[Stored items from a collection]
——————
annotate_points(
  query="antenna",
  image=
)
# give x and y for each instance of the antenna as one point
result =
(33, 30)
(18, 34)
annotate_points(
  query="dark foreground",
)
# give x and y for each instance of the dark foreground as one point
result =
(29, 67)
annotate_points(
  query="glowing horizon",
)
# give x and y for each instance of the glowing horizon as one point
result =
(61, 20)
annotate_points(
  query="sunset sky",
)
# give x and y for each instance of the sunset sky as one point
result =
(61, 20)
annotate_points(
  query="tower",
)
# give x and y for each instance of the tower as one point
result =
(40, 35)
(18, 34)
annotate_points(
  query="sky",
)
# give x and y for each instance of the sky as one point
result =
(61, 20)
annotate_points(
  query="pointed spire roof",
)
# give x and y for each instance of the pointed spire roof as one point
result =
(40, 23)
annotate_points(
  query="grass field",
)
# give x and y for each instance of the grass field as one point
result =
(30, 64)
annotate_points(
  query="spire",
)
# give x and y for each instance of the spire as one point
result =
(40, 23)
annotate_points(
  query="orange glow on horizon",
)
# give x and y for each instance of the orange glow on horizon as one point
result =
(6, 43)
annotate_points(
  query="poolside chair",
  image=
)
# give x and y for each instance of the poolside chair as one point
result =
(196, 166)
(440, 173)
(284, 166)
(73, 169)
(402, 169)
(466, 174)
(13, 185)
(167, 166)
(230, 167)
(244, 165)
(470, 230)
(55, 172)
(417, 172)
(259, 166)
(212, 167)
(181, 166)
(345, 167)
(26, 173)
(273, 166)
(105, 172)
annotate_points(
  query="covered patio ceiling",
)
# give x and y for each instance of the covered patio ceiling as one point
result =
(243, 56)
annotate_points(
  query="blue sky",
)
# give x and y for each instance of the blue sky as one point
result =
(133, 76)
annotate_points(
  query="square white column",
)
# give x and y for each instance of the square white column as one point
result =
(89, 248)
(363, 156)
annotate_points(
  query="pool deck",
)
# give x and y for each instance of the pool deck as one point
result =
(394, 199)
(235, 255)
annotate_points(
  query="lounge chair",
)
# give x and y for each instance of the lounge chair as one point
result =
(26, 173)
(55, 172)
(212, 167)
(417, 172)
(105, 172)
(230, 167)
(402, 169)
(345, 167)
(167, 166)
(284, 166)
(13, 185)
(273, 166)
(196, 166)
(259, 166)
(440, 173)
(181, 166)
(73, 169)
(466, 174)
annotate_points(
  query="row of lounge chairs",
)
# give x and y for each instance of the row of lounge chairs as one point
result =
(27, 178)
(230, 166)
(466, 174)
——————
# SET TASK
Every line above should be written out again exactly as it stands.

# OUTPUT BELOW
annotate_points(
  query="antenna",
  image=
)
# give x and y for each instance of the antenna as one point
result =
(33, 30)
(18, 34)
annotate_points(
  query="dark foreground",
)
# give x and y for each instance of the dark foreground as one point
result =
(29, 67)
annotate_points(
  query="glowing horizon",
)
# give x and y for each instance of the glowing horizon as one point
result =
(61, 20)
annotate_points(
  query="sunset sky",
)
# give x and y for each instance of the sunset sky as one point
result =
(61, 20)
annotate_points(
  query="tower",
)
# give x and y for each instance of the tower as one point
result =
(40, 35)
(18, 34)
annotate_points(
  query="sky",
)
# give x and y for each instance of the sky as one point
result =
(61, 20)
annotate_points(
  query="pointed spire roof",
)
# give x and y for each instance of the pointed spire roof as one point
result =
(40, 23)
annotate_points(
  query="grass field",
)
# give x and y for each instance of the grass field as one point
result =
(30, 64)
annotate_points(
  query="spire",
)
# give x and y for each instance of the spire as one point
result =
(40, 23)
annotate_points(
  query="orange glow on horizon",
)
# give x and y for each instance of the orange glow on horizon as one point
result =
(6, 43)
annotate_points(
  query="poolside chair",
  image=
)
# give x and y for each instance of the poolside chair as one point
result =
(196, 166)
(440, 173)
(284, 166)
(73, 169)
(402, 169)
(466, 174)
(13, 185)
(167, 166)
(230, 167)
(244, 165)
(470, 230)
(55, 172)
(417, 172)
(259, 166)
(212, 167)
(181, 166)
(345, 167)
(26, 173)
(273, 166)
(105, 172)
annotate_points(
  query="covered patio ceiling",
)
# give x and y for each instance of the covered patio ceiling as one point
result =
(243, 56)
annotate_points(
  query="blue sky",
)
# give x and y for each instance of the blue sky as one point
result =
(133, 76)
annotate_points(
  query="square white column",
)
# give x and y for each instance of the square white column as one point
result =
(89, 248)
(363, 156)
annotate_points(
  query="pool deck",
)
# give x and y for each instance of the pool deck as one point
result =
(394, 199)
(235, 255)
annotate_points(
  query="lounge chair",
)
# give x and y for each instance of the lounge chair as one point
result =
(26, 173)
(55, 172)
(212, 167)
(417, 172)
(105, 172)
(230, 167)
(402, 169)
(345, 167)
(167, 166)
(284, 166)
(13, 185)
(273, 166)
(196, 166)
(259, 166)
(440, 173)
(181, 166)
(73, 169)
(466, 174)
annotate_points(
  query="row of lounge chairs",
)
# give x and y for each instance of the row of lounge chairs as one point
result =
(27, 178)
(230, 166)
(466, 174)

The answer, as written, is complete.